If you have any self-assessment income tax to pay by 31st January, or any VAT to pay in early February, don’t forget that the last day to make HMRC payments for free with a Curve Card is 23rd January.
Unless you have Curve Metal, a 1.5% fee will apply to all HMRC payments made from 24th January if your Curve Card is linked to a credit card
(If you applied for Curve Card after 26th November, you are already paying for Curve Card payments to HMRC. This article is only for legacy cardholders who applied by 26th November.)
Details of this change can be found on the Curve website here.
If you have tax to pay, I strongly recommend that you pay as much as you can via Curve Card over the next four days. You are, of course, restricted by your daily and weekly payment limits which can be found in the app.
(If you don’t know anything about Curve Card, you may want to read my introduction here before continuing.)
From 24th January, is it worth paying 1.5% to use Curve with HMRC?
It is pointless (sic) paying a 1.5% fee to pay HMRC via Curve Card. There are very few scenarios where the underlying miles and points earned will be worth that.
The only exception may be if you have a Virgin Atlantic Reward+ Mastercard, earning 1.5 miles per £1.
Your miles would be costing you 1p each. This is not a great deal but some people may find it acceptable. I don’t.
Should you upgrade to Curve Metal?
Curve Metal customers will not pay a fee from 24th January. This is intriguing. Curve Metal costs £14.95 per month or £150 per year. If you have substantial tax bills, the upgrade may be attractive.
Let’s run some numbers …..
GREAT DEAL – Pay £50k of tax per year on a Capital On Tap Business Rewards Visa card (1 Avios per £1) = 50,000 Avios for £150 Curve Metal fee
GREAT DEAL – Pay £40k of tax per year on a Virgin Atlantic Reward+ Mastercard (1.5 miles per £1) = 60,000 Virgin Flying Club miles for £150 Curve Metal fee
AVERAGE DEAL – Pay £30k of tax per year on an IHG Rewards Club Premium Mastercard (2 points per £1) = 60,000 status-qualifying IHG Rewards Club points (valued by me at £240) for £150 Curve Metal fee
BAD DEAL – Pay £20k of tax per year on a HSBC Premier Mastercard (0.5 Avios or other miles per £1) = 10,000 Avios for £150 Curve Metal fee
Whether this works for you is a factor of BOTH how much tax you pay per year AND how generous your best Visa or Mastercard rewards card is.
The bottom line is that:
if you pay enough to HMRC each year, and
you have a large enough Curve limit (most people have £50,000 per rolling 365 day period), and
you have a generous-enough points-earning Visa or Mastercard credit card linked to Curve
…. then Curve Card via Curve Metal may still be an attractive way to pay the Inland Revenue from 24th January.

◆ Extracted records
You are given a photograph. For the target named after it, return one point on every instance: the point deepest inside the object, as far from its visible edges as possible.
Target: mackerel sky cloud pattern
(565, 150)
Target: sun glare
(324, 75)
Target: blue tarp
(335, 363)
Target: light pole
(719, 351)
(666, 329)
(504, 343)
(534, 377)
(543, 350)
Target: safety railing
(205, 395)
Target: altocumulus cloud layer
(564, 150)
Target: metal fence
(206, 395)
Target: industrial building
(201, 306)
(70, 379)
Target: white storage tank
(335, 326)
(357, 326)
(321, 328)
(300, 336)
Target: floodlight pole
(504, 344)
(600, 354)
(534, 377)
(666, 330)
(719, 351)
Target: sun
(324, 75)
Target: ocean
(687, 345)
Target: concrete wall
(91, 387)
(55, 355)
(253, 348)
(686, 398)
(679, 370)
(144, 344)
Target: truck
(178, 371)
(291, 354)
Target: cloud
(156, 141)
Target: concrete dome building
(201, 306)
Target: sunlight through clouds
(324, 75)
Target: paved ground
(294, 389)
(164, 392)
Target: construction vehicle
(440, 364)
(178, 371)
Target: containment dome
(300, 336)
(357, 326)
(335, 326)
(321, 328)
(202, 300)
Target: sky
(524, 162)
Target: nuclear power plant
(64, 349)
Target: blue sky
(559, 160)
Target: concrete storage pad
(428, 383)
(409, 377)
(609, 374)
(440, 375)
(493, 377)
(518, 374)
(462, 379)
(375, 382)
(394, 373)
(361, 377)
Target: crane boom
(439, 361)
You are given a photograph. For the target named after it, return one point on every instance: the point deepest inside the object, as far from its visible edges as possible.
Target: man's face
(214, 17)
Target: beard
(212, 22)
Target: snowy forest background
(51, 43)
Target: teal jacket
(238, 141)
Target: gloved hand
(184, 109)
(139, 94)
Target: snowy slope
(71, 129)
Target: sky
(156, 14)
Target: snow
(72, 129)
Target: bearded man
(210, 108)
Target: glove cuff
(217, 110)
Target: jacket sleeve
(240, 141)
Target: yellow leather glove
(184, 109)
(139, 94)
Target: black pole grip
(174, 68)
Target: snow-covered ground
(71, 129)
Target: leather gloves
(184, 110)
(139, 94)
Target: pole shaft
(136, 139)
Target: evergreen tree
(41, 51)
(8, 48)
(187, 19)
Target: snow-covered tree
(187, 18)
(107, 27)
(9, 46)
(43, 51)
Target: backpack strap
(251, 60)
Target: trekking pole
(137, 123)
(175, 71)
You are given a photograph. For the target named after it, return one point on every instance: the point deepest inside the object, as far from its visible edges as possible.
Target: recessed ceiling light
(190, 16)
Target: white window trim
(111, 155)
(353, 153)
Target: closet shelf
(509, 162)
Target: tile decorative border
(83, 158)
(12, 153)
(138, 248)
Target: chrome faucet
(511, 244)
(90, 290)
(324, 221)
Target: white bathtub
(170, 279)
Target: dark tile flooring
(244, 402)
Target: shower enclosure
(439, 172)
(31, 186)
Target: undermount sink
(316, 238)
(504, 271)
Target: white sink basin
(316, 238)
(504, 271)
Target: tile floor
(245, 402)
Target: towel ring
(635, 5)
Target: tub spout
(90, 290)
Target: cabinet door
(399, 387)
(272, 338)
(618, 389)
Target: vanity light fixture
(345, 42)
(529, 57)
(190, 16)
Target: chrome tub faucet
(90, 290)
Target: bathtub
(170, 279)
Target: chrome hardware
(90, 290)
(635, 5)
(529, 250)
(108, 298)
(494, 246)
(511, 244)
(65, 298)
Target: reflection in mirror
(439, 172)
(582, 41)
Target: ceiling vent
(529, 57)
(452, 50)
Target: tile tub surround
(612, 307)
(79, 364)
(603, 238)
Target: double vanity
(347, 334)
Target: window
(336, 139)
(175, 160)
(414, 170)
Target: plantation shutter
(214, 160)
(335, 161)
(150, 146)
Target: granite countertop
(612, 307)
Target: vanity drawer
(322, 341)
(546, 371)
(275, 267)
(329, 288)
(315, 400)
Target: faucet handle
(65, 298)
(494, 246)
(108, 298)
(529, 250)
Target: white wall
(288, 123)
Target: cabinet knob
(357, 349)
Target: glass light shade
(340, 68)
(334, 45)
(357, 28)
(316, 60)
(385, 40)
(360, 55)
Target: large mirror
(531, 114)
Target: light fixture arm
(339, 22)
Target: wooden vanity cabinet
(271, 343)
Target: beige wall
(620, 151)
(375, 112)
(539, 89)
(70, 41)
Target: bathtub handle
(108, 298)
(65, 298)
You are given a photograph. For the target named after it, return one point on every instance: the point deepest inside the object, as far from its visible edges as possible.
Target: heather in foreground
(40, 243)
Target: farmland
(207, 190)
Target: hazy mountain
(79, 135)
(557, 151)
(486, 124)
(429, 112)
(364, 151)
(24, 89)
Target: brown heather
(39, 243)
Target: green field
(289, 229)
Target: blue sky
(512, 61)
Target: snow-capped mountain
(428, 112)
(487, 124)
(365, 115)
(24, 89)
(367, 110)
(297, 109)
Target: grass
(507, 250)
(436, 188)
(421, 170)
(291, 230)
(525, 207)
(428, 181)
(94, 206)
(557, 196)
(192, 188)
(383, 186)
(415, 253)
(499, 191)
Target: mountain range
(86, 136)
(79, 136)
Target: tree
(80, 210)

◆ Tasks and exercises
A: Please translate this sentence from the Curve Card article into Spanish: "Curve Metal customers will not pay a fee from 24th January."
B: Tally the lines of the entries that contain the string "snowy", treating uppercase and lowercase as different. Give only the number.

◆ Outputs by task
A: Los clientes de Curve Metal no pagarán ninguna comisión a partir del 24 de enero.

B: 2